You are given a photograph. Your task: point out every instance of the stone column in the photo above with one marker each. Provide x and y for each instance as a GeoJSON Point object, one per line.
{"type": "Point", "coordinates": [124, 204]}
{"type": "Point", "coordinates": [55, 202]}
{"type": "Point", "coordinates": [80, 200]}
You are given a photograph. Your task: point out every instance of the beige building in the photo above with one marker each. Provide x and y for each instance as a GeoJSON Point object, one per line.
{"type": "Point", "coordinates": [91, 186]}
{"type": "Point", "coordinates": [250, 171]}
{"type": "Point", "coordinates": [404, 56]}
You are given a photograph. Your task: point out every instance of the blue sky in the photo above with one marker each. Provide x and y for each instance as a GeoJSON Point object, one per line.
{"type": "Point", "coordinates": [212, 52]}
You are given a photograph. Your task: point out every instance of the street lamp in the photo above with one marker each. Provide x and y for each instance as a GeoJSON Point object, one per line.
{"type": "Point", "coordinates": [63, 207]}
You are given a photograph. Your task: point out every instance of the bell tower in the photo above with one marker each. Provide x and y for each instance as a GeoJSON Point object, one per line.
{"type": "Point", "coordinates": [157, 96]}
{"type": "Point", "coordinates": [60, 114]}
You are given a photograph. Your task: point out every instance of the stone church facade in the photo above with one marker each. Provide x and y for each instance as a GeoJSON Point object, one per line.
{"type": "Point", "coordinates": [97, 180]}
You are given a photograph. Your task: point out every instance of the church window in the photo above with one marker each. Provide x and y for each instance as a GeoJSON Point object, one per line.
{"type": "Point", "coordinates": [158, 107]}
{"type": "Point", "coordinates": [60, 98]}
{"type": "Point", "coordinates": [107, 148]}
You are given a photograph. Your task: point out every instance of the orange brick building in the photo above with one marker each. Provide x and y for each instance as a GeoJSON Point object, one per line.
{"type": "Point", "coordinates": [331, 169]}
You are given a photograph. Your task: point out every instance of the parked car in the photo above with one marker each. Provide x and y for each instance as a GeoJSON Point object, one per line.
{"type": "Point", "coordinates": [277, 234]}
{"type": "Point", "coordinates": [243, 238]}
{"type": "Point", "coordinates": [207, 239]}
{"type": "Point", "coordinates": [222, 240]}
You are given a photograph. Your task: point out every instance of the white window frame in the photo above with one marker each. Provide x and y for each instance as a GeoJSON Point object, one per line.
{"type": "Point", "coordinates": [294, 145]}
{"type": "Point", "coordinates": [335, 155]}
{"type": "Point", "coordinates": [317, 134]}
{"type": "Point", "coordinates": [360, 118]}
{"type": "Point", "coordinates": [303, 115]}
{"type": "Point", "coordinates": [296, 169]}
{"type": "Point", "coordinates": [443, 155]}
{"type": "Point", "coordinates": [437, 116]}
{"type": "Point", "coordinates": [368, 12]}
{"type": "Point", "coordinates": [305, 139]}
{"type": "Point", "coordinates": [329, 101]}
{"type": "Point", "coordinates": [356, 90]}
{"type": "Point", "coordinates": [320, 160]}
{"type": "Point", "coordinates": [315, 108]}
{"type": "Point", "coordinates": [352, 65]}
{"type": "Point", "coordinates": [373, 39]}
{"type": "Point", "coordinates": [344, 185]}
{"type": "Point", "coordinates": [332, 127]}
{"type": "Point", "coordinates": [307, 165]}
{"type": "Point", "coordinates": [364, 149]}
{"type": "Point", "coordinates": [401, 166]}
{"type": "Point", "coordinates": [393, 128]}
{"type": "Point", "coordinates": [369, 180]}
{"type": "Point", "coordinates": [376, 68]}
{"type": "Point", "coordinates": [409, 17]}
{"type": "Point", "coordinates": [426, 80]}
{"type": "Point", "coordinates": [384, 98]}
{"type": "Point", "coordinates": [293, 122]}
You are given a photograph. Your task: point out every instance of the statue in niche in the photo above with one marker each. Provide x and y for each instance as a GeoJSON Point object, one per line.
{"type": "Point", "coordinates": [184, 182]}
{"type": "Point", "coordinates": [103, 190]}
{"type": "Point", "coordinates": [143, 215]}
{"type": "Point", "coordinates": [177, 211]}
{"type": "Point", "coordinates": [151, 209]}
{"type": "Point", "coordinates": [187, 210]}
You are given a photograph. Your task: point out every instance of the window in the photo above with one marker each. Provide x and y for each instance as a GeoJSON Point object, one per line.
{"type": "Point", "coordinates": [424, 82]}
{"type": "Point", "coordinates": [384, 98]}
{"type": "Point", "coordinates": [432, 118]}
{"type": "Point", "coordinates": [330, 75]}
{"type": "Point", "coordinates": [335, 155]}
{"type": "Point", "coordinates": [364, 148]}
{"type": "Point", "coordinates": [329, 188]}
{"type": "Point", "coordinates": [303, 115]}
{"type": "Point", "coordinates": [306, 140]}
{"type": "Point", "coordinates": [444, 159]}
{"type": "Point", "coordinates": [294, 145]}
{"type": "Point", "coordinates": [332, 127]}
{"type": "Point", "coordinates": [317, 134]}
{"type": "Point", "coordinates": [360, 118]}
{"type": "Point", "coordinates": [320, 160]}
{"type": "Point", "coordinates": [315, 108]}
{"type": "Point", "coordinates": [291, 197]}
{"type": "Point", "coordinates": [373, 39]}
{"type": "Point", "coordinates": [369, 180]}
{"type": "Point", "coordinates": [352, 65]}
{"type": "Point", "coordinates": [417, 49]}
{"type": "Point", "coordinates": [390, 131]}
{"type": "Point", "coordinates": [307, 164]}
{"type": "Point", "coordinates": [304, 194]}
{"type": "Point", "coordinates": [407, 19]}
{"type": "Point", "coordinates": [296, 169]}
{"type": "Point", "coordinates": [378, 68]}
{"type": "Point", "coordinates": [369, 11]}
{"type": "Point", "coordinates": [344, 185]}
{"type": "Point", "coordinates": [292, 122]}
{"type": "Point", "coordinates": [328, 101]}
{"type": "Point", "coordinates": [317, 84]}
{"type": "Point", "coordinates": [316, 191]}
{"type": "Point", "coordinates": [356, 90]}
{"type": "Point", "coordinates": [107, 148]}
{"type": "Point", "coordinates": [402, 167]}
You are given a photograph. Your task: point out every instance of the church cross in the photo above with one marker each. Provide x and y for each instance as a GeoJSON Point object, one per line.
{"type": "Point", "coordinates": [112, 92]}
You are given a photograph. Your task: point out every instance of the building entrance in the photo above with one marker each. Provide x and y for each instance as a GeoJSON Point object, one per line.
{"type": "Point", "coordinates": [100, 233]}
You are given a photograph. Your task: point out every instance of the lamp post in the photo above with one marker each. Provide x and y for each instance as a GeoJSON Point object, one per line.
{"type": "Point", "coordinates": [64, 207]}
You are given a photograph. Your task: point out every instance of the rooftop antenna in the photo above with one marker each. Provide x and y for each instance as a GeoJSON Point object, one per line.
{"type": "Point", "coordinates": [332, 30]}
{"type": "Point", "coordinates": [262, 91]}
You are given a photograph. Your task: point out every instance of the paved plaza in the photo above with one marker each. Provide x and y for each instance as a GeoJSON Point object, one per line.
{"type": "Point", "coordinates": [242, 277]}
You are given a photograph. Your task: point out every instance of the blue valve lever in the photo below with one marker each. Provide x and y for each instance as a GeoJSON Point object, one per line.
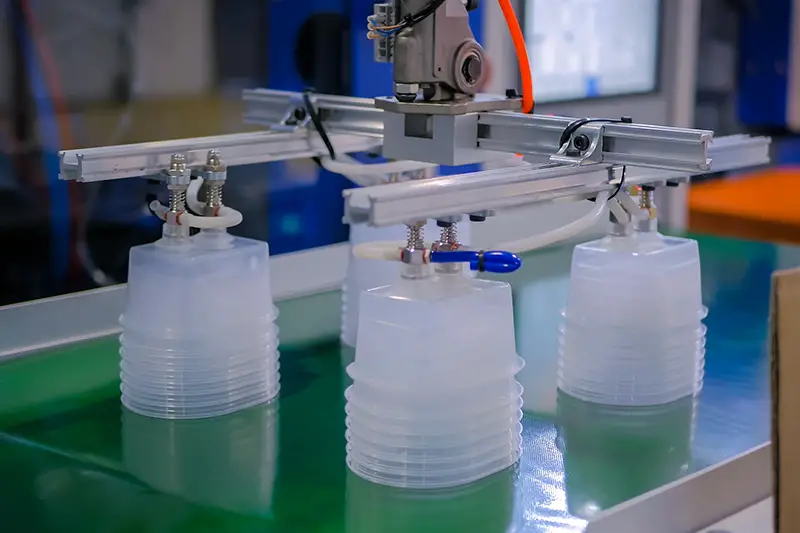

========================

Task statement:
Report, copied in full, each line in the data above that contains the string "blue".

Response:
You are given a photograph. Your task: point out every instance of the blue sky in the photo above with one marker each. Provide x and y for each instance as a GeoJSON Point object, one per line.
You are given a photograph. Your task: point out every instance of the blue valve lever in the photo below with one marker each. Provide x and y for each instance as a GeoJSON Point object, one per line.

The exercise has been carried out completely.